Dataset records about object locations
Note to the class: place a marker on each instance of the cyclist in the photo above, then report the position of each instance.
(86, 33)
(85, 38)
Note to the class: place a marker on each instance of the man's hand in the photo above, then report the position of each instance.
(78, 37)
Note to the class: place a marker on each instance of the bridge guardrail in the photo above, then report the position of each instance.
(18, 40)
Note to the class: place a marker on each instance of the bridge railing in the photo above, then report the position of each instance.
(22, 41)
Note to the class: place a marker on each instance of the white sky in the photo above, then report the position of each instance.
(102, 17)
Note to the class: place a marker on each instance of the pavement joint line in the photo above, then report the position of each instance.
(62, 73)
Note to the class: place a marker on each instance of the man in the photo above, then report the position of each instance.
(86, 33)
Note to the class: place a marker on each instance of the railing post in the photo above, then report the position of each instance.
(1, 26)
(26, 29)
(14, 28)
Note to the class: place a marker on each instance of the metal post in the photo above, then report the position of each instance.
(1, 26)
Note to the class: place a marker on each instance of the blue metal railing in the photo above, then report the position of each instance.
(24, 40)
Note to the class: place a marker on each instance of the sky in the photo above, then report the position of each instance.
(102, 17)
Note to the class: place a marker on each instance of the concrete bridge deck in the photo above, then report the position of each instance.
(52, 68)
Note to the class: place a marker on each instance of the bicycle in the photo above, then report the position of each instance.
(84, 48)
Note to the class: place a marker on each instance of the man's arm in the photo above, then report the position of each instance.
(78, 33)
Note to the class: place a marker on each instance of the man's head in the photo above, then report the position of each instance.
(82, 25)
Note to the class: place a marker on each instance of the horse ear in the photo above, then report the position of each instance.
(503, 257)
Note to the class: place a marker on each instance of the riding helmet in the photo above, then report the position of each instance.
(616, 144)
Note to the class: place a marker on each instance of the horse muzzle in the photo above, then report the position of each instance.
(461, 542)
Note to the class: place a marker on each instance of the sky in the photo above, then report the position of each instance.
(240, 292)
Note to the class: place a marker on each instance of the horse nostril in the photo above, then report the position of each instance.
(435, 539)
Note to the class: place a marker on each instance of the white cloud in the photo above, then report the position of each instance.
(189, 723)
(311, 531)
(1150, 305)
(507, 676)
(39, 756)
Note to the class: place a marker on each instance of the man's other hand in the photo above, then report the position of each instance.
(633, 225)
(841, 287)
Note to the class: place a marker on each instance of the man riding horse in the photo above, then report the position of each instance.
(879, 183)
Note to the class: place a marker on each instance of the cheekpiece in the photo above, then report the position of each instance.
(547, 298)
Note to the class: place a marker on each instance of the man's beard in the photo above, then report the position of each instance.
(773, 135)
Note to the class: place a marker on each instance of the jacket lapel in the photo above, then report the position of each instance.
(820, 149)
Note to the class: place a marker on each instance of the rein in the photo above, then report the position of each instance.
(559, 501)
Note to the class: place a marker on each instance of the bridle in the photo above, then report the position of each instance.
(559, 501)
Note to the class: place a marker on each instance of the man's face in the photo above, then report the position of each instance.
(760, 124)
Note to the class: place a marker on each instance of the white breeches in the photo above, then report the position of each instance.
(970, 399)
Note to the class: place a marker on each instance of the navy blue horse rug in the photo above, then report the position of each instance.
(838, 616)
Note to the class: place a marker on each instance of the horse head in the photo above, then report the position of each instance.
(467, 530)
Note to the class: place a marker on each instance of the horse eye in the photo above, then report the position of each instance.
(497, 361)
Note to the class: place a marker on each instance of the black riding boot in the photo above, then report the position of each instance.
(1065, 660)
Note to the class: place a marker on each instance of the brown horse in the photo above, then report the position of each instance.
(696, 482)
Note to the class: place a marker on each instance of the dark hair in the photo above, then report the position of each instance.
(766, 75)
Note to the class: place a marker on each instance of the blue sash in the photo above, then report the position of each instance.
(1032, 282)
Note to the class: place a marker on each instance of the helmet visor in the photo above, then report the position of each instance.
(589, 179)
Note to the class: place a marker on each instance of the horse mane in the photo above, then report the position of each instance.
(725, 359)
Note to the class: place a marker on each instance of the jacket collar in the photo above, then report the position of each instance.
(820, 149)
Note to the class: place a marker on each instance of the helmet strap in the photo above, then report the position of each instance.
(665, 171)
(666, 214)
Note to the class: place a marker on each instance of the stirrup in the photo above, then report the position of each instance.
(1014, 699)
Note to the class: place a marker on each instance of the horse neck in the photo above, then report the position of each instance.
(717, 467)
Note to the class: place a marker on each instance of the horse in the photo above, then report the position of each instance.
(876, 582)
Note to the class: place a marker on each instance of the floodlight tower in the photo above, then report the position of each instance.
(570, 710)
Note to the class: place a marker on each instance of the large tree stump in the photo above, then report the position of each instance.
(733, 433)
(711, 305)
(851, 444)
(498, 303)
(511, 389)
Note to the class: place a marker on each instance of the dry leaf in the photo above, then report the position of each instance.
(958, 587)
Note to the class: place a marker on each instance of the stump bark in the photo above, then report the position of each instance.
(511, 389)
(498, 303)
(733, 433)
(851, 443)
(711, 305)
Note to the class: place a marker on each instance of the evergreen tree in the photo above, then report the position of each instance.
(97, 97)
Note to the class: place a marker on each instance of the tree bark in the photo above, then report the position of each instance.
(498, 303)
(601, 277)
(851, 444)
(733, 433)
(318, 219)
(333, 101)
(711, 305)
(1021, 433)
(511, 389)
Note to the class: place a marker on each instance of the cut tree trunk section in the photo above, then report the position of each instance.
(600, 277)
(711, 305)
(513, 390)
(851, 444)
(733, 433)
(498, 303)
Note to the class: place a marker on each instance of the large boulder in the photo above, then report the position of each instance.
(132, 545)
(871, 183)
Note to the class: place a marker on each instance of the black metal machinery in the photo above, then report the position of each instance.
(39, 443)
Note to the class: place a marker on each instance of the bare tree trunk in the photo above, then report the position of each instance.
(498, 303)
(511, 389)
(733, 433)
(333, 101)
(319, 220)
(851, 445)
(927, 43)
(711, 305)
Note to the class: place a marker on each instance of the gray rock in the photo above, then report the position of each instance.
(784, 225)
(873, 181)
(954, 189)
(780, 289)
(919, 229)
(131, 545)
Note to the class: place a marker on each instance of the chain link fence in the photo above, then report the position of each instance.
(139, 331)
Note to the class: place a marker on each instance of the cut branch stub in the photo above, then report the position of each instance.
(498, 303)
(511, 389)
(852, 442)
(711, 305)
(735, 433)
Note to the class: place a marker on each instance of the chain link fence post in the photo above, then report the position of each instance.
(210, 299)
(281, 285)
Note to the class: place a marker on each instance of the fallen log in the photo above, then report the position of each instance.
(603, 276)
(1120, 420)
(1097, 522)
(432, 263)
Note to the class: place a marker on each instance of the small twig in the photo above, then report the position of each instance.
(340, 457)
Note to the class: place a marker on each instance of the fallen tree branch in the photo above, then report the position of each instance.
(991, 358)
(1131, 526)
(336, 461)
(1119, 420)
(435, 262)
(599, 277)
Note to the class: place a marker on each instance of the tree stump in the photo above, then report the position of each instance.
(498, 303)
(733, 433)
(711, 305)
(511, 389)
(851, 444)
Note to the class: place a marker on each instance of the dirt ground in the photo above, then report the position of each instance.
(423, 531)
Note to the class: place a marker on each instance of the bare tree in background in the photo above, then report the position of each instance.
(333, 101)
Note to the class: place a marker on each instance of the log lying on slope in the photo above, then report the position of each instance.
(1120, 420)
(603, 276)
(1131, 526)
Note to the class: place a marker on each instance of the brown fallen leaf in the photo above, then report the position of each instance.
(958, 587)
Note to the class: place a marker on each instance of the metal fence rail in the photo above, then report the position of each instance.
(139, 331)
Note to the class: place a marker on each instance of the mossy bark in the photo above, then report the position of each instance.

• [PROBLEM TO SOLVE]
Exact copies of all the records are required.

• [RESPONSE TO THE TASK]
Note to the class: place a marker on each instance of the cyclist in the photo above, then report the position of each instance.
(86, 33)
(85, 38)
Note to the class: place a marker on each instance of the man's hand in the photo above, then report the position of each instance.
(78, 37)
Note to the class: place a marker on each instance of the bridge guardrail in the photo above, then report the position of each instance.
(18, 40)
Note to the class: place a marker on each instance of the bridge railing in the photo above, then report the position of each instance.
(22, 41)
Note to the class: place a marker on each instance of the white sky in the photo above, then report the position of each instance.
(102, 17)
Note to the class: place a marker on each instance of the pavement joint line in the photo above, then report the position of each instance.
(62, 73)
Note to the class: place a marker on each instance of the man in the photo above, then report the position of each instance.
(86, 33)
Note to the class: place a marker on each instance of the railing post in the photo above, then report the position of each instance.
(1, 26)
(26, 29)
(14, 28)
Note to the class: place a marker on each instance of the metal post in the photo above, then report the position of each instance.
(1, 26)
Note to the class: place a marker on each instance of the blue metal railing in the photo above, then report the position of each instance.
(24, 40)
Note to the class: place a marker on each instance of the sky in the photo above, then report the position of each instance.
(102, 17)
Note to the class: place a marker on each instance of the concrete bridge deck in the photo above, then report the position of each instance.
(52, 68)
Note to the class: place a marker on each instance of the bicycle in the photo above, then report the position of each instance.
(84, 48)
Note to the class: place a marker on each instance of the man's arm in the photo above, then report the position of each instance.
(78, 33)
Note to the class: place a marker on each instance of the man's head in the photo above, then report the position of each instance.
(82, 25)
Note to the class: place a marker on each instance of the horse ear in the photo above, then report the position of each instance.
(503, 257)
Note to the class: place a marker on each instance of the riding helmet in the photo above, then report the position of each instance.
(616, 144)
Note to the class: place a marker on each instance of the horse muzzle in the photo above, then report the position of each instance.
(461, 542)
Note to the class: place a marker on each instance of the sky in the photo above, then report the position of each instance.
(240, 292)
Note to the class: place a marker on each instance of the horse nostril in the photo above, then report the position of each instance.
(435, 539)
Note to the class: place a marker on each instance of the white cloud in the photo above, then report the position of each instance.
(189, 723)
(311, 531)
(1150, 305)
(507, 676)
(39, 756)
Note to the class: place a marker on each instance of the man's other hand in the photo above, then report the position of each instance.
(633, 225)
(841, 287)
Note to the class: place a marker on each instance of the man riding horse in the photo above, then report the position of each instance.
(879, 183)
Note to the class: place a marker on each instance of the cheekpiece in the photo above, then report the position of each instance.
(547, 298)
Note to the class: place a marker on each instance of the man's beard in the photo above, then report the position of each instance.
(773, 135)
Note to the class: place a marker on each instance of the jacket lapel in the photo above, then report the position of each instance.
(820, 149)
Note to the class: place a marker on each instance of the rein in the photo above, then report the position of each instance.
(559, 501)
Note to the class: place a marker on each instance of the bridle in the photo above, then report the position of each instance.
(559, 501)
Note to the class: place a marker on each instance of the man's face in the photo above, then report the position of each instance.
(760, 124)
Note to the class: place a marker on each instance of the white breeches in the photo above, then report the position of each instance.
(970, 399)
Note to the class: place a marker on each instance of the navy blue horse rug in the photo above, then report the position of each instance.
(838, 616)
Note to the class: place a marker on each instance of the horse head in the photo above, then report the position of each instance.
(467, 530)
Note to the class: place a marker on each instance of the horse eye in the photo above, then report the position of each instance.
(497, 361)
Note to the class: place a marker on each instance of the black riding boot in the photo above, then report the position of each instance.
(1065, 660)
Note to the class: place a marker on each instance of the brown horse in the photo above, then report the position of each instance.
(696, 482)
Note to the class: place a marker on each instance of the dark hair in the photo above, then report the position of each instance.
(766, 75)
Note to the class: place a marker on each instance of the blue sash in the photo above, then report the position of each instance.
(1032, 282)
Note to the class: place a marker on each instance of the helmet visor in the photo above, then report the position of each instance.
(589, 179)
Note to the class: place a marker on each instance of the horse mane in the photo above, then report the position of each instance.
(725, 359)
Note to the class: place a marker on each instance of the jacket collar in the photo above, then report the position of each instance.
(820, 149)
Note to the class: place a marker on each instance of the helmet strap in the photo above, then report the position of each instance.
(665, 171)
(666, 214)
Note to the class: place a marker on each instance of the stirrup in the photo above, then report the position of each instance.
(1014, 699)
Note to the class: place a marker on each instance of the horse neck in the photo above, then report the position of each instance.
(717, 467)
Note to the class: place a marker on each instance of the horse in the photo above, then report the position of each instance.
(876, 582)
Note to the class: place a marker on each instance of the floodlight tower in the photo above, then report the position of each instance.
(570, 710)
Note to the class: place a marker on each instance of the large tree stump in the photo above, then report the position of each instance.
(733, 433)
(711, 305)
(851, 444)
(498, 303)
(511, 389)
Note to the class: place a marker on each instance of the dry leaf in the photo above, then report the position of each instance.
(958, 587)
Note to the class: place a marker on each instance of the stump bark in the photo above, then report the position of each instance.
(511, 389)
(498, 303)
(733, 433)
(851, 443)
(711, 305)
Note to the class: place a marker on each instance of the evergreen tree in the photo above, then report the position of each instance.
(97, 97)
Note to the class: place a marker on each instance of the tree bark in the photo above, then report the position of each instance.
(498, 303)
(601, 277)
(851, 444)
(733, 433)
(318, 219)
(333, 101)
(711, 305)
(1021, 433)
(511, 389)
Note to the class: place a marker on each instance of the cut tree trunk section in the photo above, then report the position of each instance.
(600, 277)
(711, 305)
(513, 390)
(851, 444)
(733, 433)
(498, 303)
Note to the class: place a marker on each instance of the large boulder in the photo above, then report the position of each instance.
(132, 545)
(871, 183)
Note to the class: place a marker on each instance of the black metal machinery in the photo above, then report the position of each instance.
(39, 443)
Note to the class: place a marker on each instance of the bare tree trunk in the photo above, then report the position of each instance.
(498, 303)
(511, 389)
(733, 433)
(333, 101)
(319, 220)
(851, 445)
(927, 43)
(711, 305)
Note to the class: place a marker on each instance of the gray rock in the photo above, then report the position of each instance.
(784, 225)
(873, 181)
(954, 189)
(780, 289)
(919, 229)
(131, 545)
Note to the class: place a marker on each instance of the chain link fence in the photo above, then report the position of each instance.
(139, 331)
Note to the class: place a marker on each instance of the cut branch stub in the photo above, then report the position of each instance.
(498, 303)
(511, 389)
(852, 442)
(711, 305)
(735, 433)
Note to the class: place a marker on each instance of the chain link fence post in the photo above, then report the position of each instance.
(210, 299)
(281, 285)
Note to the class: place a marker on each instance of the fallen log in the photo above, then report the position of each instance.
(603, 276)
(1120, 420)
(1097, 522)
(432, 263)
Note to the class: place a marker on each instance of the small twig in the photo above, then report the position of each instance.
(340, 457)
Note to the class: place a marker on each instance of the fallen tree branch in the photo above, then report the position of each instance.
(991, 358)
(1131, 526)
(336, 461)
(1119, 420)
(435, 262)
(599, 277)
Note to the class: place a marker on each instance of the tree stump in the photo above, then report the position of each instance.
(498, 303)
(733, 433)
(711, 305)
(511, 389)
(851, 444)
Note to the class: place a marker on each instance of the dirt ground in the photo above, then report the position of each instance.
(423, 531)
Note to the class: place a marker on each instance of the bare tree in background in the photo above, then report the position of each instance.
(333, 101)
Note to the class: place a marker on each instance of the log lying on slope in the photo above, then report the position of each instance.
(1120, 420)
(603, 276)
(1131, 526)
Note to the class: place a marker on each instance of the brown fallen leaf in the photo above, then report the position of each instance.
(958, 587)
Note to the class: place a marker on each instance of the metal fence rail in the photo above, then report the position of each instance.
(139, 331)
Note to the class: place a marker on each instance of the mossy bark in the photo above, then report the position of each instance.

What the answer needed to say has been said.